### Problem to solve
Check every line below for the word "giving" and copy the ones that have it.

(Records from a collection)
"""

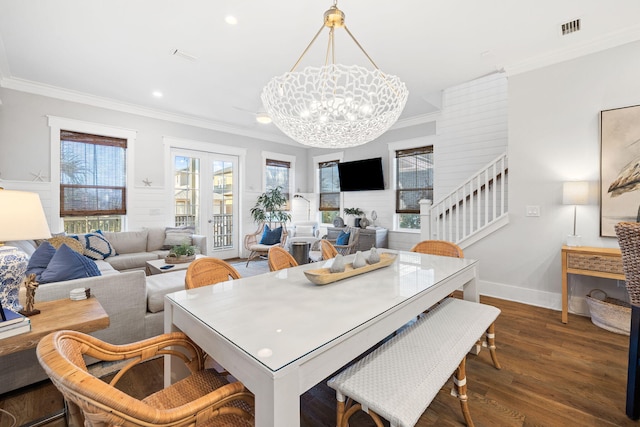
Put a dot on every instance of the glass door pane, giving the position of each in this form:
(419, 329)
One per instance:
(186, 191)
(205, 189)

"""
"""

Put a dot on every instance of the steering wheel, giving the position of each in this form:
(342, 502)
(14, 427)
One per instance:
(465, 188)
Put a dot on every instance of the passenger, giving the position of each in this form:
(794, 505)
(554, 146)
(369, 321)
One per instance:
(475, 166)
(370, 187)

"""
"""

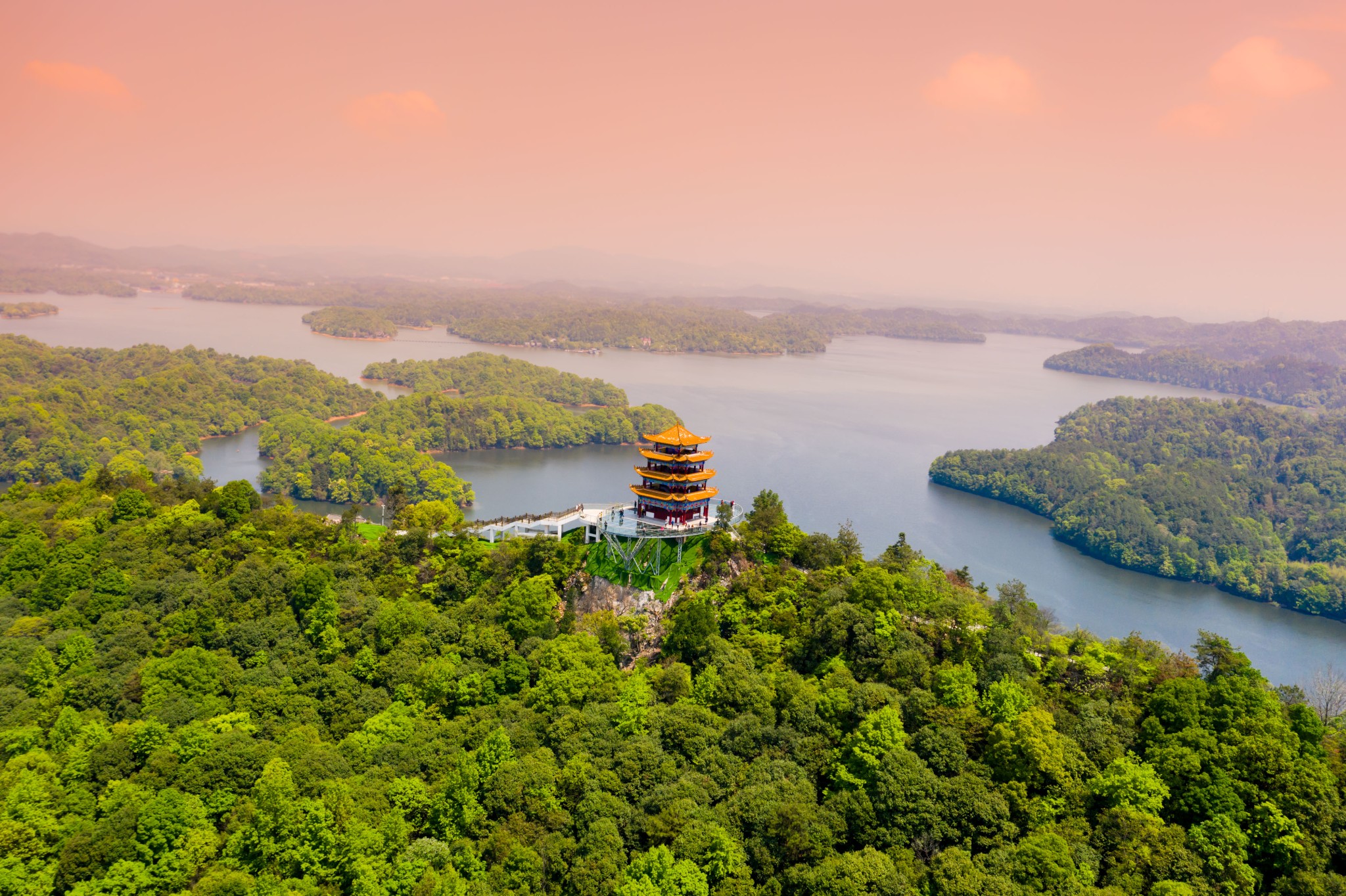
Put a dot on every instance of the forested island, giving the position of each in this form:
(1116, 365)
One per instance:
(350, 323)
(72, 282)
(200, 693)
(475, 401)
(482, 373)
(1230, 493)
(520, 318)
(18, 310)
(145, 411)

"""

### Problem solution
Put a dot on every instance of the glass door pane, giving the position of each in this form:
Put a dot on every instance of the steering wheel, giving the position of each in this form:
Put a dot on every instance of the passenger, giving the position of each in this form:
Put a dot on every instance of the forested island, giving the position of each in this form:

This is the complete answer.